[start of Dataset records]

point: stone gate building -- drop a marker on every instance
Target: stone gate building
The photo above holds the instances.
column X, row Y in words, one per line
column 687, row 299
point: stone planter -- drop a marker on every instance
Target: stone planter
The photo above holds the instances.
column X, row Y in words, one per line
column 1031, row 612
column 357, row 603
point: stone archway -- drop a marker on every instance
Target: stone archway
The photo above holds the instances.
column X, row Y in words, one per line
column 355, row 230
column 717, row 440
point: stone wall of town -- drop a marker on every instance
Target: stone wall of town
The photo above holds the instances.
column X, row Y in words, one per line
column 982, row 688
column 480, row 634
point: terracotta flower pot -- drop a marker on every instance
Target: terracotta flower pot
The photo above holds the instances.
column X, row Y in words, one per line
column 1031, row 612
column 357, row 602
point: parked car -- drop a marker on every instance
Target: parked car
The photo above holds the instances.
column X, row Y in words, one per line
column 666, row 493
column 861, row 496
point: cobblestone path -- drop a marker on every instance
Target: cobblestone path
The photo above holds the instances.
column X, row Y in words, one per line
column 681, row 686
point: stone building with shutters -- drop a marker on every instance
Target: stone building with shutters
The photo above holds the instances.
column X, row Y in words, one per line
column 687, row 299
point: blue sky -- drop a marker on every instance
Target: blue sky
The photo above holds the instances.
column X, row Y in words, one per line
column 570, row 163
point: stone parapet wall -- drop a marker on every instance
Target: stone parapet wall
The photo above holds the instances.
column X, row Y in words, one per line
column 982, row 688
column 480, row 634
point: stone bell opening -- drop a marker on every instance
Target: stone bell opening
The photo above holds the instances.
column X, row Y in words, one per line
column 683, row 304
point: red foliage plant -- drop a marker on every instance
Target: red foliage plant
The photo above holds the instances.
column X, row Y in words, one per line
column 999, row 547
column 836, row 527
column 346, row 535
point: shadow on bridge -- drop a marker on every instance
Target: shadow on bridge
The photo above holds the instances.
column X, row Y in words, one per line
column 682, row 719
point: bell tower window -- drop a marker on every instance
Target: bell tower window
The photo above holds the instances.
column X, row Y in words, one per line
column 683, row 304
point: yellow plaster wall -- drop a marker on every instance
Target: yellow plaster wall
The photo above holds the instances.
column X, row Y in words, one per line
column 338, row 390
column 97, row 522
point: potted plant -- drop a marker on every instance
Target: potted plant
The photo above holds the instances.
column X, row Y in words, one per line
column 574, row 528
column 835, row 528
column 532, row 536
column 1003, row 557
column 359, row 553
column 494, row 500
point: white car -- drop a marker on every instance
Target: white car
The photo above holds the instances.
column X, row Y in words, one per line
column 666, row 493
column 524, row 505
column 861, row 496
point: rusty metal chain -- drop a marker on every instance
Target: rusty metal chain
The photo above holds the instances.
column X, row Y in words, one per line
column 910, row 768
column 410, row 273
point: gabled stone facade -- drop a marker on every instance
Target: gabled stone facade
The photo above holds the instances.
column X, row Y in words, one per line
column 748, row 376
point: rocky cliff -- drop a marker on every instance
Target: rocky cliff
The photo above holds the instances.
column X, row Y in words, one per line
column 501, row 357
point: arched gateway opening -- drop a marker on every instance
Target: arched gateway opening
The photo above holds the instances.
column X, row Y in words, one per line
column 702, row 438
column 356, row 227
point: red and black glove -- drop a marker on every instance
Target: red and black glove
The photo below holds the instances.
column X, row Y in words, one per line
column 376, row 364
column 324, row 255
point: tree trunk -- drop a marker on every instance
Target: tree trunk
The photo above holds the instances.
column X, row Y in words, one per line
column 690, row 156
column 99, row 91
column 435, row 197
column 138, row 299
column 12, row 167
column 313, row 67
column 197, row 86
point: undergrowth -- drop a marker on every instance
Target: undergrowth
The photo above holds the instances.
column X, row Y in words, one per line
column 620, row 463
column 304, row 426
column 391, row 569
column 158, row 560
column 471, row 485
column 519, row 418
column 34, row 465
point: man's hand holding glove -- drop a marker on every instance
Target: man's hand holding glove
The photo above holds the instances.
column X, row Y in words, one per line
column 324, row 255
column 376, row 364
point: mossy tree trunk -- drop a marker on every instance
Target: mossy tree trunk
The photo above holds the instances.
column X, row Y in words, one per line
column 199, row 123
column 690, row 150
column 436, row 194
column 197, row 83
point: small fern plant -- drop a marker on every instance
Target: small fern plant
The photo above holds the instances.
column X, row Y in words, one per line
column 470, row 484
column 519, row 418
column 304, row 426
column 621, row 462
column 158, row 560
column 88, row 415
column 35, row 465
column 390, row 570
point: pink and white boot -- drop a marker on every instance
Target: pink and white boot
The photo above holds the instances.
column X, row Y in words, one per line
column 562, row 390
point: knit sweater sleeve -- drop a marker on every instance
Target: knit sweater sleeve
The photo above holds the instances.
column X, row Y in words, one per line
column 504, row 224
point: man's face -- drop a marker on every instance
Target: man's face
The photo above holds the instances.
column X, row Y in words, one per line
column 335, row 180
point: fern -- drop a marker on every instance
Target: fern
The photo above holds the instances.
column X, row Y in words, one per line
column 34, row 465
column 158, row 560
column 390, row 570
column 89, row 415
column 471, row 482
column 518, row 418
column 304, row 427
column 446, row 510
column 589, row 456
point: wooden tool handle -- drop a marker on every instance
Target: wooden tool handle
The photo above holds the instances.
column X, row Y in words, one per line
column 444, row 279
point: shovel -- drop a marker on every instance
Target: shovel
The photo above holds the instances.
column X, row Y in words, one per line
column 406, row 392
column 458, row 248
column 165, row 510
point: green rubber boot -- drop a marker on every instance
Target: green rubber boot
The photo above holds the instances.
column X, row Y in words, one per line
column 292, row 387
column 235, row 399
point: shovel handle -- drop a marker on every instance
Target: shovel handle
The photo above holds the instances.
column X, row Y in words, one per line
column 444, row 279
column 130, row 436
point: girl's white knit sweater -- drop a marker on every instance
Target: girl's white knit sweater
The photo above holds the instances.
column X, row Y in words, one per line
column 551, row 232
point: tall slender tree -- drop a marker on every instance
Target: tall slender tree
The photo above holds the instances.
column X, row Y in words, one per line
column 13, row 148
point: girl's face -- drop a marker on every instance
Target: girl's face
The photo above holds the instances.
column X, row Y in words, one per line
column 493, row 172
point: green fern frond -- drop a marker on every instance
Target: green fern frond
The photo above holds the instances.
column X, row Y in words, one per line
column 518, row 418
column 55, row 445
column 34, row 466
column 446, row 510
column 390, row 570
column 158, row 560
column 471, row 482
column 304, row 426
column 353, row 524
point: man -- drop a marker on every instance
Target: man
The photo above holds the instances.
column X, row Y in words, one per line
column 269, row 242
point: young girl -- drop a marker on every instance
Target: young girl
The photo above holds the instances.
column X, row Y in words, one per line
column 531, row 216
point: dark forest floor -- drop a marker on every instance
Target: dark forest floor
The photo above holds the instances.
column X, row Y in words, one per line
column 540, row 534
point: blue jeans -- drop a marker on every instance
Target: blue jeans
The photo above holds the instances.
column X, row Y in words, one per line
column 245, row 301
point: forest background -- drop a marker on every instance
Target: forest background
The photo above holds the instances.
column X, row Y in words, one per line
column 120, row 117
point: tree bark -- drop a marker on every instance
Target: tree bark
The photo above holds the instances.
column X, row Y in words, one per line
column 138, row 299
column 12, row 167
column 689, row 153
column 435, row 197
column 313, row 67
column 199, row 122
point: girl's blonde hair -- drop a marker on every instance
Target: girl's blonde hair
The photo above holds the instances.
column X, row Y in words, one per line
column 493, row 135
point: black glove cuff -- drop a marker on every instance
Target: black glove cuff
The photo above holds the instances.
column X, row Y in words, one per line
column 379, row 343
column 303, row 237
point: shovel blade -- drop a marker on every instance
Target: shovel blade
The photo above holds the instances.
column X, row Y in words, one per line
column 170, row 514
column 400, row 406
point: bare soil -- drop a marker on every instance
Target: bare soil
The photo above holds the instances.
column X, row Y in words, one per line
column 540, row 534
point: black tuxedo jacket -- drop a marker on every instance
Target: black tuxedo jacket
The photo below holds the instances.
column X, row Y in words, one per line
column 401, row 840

[end of Dataset records]

**Short exercise:**
Could you copy the rows above word for word, starting with their first line and stopping after the line that contains "column 357, row 602"?

**Finished task:**
point: stone gate building -- drop a marker on every instance
Target: stone gate building
The photo above holds the instances.
column X, row Y in words, one per line
column 687, row 299
point: stone planter -- drop a marker on every instance
Target: stone planter
The photo above holds the instances.
column X, row Y in words, one per line
column 1031, row 612
column 357, row 603
point: stone archway -- drop a marker on every instance
Target: stone archway
The photo above holds the instances.
column X, row Y in words, one per line
column 355, row 230
column 717, row 440
point: stone wall of town -- drop a marker on every instance
Target: stone wall of town
The photo above holds the instances.
column X, row Y in words, one per line
column 982, row 688
column 480, row 634
point: terracotta flower pot -- drop a marker on every instance
Target: terracotta flower pot
The photo above holds the instances.
column X, row Y in words, one per line
column 1031, row 612
column 357, row 602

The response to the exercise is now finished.